Text >>
<<<<

Still work to do: NCWNZ marks 130 years of fighting for women

Te Kaunihera Wāhine o Aotearoa National Council of Women of New Zealand is celebrating 130 years of advocacy and making clear the fight for gender equality is far from over.

When Kate Sheppard and a group of determined women founded the National Council of Women of New Zealand in 1896, they were building a movement. One hundred and thirty years later, that movement is still going strong and in 2026 there is still significant work to be done in the fight for gender equality in New Zealand.

Aotearoa still has significant barriers to gender equality today, including:

  • Our latest Gender Attitudes Study shows a rising complacency among young men aged 18-34 in New Zealand who believe that gender equality has already been achieved or has “gone too far”. 
  • New Zealand is declining in global gender equality rankings – dropping from 4th to 5th in the World Economic Forum’s Global Gender Gap Index which measures things such as economic participation, access to education, political empowerment. 
  • Government policy on pay equity continues to devalue the workers, mostly women, who work in under-paid sectors including education, nursing and social services, cancelling their active pay equity claims and making future claims more difficult.
  • Prioritisation of profit over climate resilience and adaptation exacerbates existing inequalities and economic instability for women and children.
  • New Zealand persists in having one of the highest rates of domestic and intimate partner violence in the OECD.

Aotearoa has long prided itself on being a world leader in women's rights as the first country in the world to grant women the right to vote. But NCWNZ is clear that a proud history is not the same as a finished job. Gender pay gaps persist. Women remain underrepresented in leadership. Barriers to healthcare and education continue to fall disproportionately on our wāhine and tamariki. Gender equality is still far from achieved.

"We're 130 years old and we're still fighting," says Dr Suzanne Manning, President of NCWNZ.

>>>>

Information shown >>

<<<<

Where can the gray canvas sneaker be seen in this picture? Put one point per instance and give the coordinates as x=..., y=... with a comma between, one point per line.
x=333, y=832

>>>>

Instructions >>
1) Rewrite the paragraph beginning "Aotearoa has long prided itself" from the article on NCWNZ's 130 years as a short list, keeping its main facts.
2) Carry on the article on NCWNZ's 130 years, starting after its final sentence.

Outputs by task >>
1)
- Aotearoa sees itself as a world leader in women's rights, having been the first country to grant women the vote.
- NCWNZ holds that a proud history is not a finished job.
- Gender pay gaps persist.
- Women remain underrepresented in leadership.
- Barriers to healthcare and education fall disproportionately on wāhine and tamariki.
- Gender equality is still far from achieved.

2)
"While we would hope that we no longer needed to, NCWNZ is committed to continue striving for equality. The fact that we're still here means that our mahi isn't finished. Kate Sheppard and her colleagues didn't start a conversation. They started a revolution. We're proud to still be at its forefront."

Much has changed since 1896. NCWNZ's membership looks different, the tools of advocacy have transformed, and the issues on the agenda have grown to include climate change, online misogyny, and trans rights, none of which were on the radar when the organisation was founded. But the kaupapa of women’s equality has never wavered.

For 130 years, NCWNZ has championed pay equity, access to appropriate and equal healthcare, quality education, and women's political representation. It has remained connected to a global community of women's rights organisations, standing alongside the international movement even as the specific battles have shifted generation to generation.

"The issues change, but the need doesn't," says Manning. "In 1896 women couldn't vote. Today we're battling online harassment, gender pay gaps, and barriers to healthcare. The conflict looks different, but it’s the same war."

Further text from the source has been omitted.